Your goal :: Exact reproduction of the following data is required.

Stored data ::
++++++
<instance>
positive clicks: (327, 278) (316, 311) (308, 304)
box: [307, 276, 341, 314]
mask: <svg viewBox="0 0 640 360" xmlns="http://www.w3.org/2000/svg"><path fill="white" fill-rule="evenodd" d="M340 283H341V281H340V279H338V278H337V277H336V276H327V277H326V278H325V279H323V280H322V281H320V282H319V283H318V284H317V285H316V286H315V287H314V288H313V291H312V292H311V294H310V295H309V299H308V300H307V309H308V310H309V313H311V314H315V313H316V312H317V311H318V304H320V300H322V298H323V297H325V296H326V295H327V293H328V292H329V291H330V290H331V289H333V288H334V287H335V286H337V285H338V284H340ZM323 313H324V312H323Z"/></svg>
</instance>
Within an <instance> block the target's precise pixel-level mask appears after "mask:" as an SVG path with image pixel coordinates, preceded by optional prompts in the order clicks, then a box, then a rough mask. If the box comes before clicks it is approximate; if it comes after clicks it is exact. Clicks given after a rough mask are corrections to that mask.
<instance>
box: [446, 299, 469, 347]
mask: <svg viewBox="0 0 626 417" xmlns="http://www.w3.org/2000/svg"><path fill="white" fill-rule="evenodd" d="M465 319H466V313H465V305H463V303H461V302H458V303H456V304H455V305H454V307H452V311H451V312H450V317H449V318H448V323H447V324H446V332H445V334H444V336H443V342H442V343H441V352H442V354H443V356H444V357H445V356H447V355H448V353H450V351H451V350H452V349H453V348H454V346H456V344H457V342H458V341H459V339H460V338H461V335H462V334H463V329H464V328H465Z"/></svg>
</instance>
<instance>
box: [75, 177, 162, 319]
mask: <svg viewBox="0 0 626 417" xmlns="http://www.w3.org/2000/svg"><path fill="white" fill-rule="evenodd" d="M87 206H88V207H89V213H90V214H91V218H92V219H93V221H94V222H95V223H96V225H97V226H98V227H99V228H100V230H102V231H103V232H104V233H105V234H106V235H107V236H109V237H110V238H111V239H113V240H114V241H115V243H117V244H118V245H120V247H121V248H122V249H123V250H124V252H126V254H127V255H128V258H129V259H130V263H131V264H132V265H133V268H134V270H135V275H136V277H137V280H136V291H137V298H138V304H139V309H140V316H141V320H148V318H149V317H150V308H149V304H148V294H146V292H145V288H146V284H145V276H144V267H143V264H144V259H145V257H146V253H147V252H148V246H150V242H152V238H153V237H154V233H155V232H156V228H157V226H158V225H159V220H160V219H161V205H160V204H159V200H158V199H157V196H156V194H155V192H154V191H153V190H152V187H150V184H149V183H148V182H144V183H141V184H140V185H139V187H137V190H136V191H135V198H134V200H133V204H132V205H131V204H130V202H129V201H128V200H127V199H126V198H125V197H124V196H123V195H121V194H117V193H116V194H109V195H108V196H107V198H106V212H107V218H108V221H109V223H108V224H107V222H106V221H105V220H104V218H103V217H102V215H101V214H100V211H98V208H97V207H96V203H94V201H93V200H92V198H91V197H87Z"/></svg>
++++++
Result ::
<instance>
positive clicks: (327, 278) (316, 311) (308, 304)
box: [307, 276, 341, 314]
mask: <svg viewBox="0 0 640 360" xmlns="http://www.w3.org/2000/svg"><path fill="white" fill-rule="evenodd" d="M340 283H341V281H340V279H338V278H337V277H336V276H327V277H326V278H325V279H323V280H322V281H320V282H319V283H318V284H317V285H316V286H315V287H314V288H313V291H312V292H311V294H310V295H309V299H308V300H307V309H308V310H309V313H311V314H315V313H316V312H317V311H318V304H320V300H322V298H323V297H325V296H326V295H327V293H328V292H329V291H330V290H331V289H333V288H334V287H335V286H337V285H338V284H340ZM323 313H324V312H323Z"/></svg>
</instance>
Within an <instance> block the target's precise pixel-level mask appears after "mask:" as an SVG path with image pixel coordinates, preceded by optional prompts in the order clicks, then a box, then a rough mask. If the box comes before clicks it is approximate; if it comes after clicks it is exact. Clicks given after a rough mask are corrections to that mask.
<instance>
box: [446, 299, 469, 347]
mask: <svg viewBox="0 0 626 417" xmlns="http://www.w3.org/2000/svg"><path fill="white" fill-rule="evenodd" d="M465 319H466V313H465V305H463V303H461V302H458V303H456V304H455V305H454V307H452V311H451V312H450V317H449V318H448V323H447V324H446V332H445V334H444V336H443V342H442V343H441V352H442V354H443V356H444V357H445V356H447V355H448V353H450V351H451V350H452V349H453V348H454V346H456V344H457V342H458V341H459V339H460V338H461V335H462V334H463V329H464V328H465Z"/></svg>
</instance>
<instance>
box: [75, 177, 162, 319]
mask: <svg viewBox="0 0 626 417" xmlns="http://www.w3.org/2000/svg"><path fill="white" fill-rule="evenodd" d="M87 206H88V207H89V213H90V214H91V218H92V219H93V221H94V222H95V223H96V225H97V226H98V227H99V228H100V230H102V231H103V232H104V233H105V234H106V235H107V236H109V237H110V238H111V239H113V240H114V241H115V243H117V244H118V245H120V247H121V248H122V249H123V250H124V252H126V254H127V255H128V258H129V259H130V263H131V264H132V265H133V268H134V270H135V275H136V277H137V280H136V291H137V298H138V304H139V309H140V316H141V320H148V318H149V317H150V308H149V304H148V294H146V292H145V288H146V284H145V276H144V267H143V264H144V259H145V257H146V253H147V252H148V246H150V242H152V238H153V237H154V233H155V232H156V228H157V226H158V225H159V220H160V219H161V205H160V204H159V200H158V199H157V196H156V194H155V192H154V191H153V190H152V187H150V184H149V183H148V182H144V183H141V184H140V185H139V187H137V190H136V191H135V198H134V200H133V204H132V205H131V204H130V202H129V201H128V200H127V199H126V198H125V197H124V196H123V195H121V194H117V193H116V194H109V195H108V196H107V198H106V212H107V218H108V221H109V223H108V224H107V222H106V221H105V220H104V218H103V217H102V215H101V214H100V211H98V208H97V207H96V203H94V201H93V200H92V198H91V197H87Z"/></svg>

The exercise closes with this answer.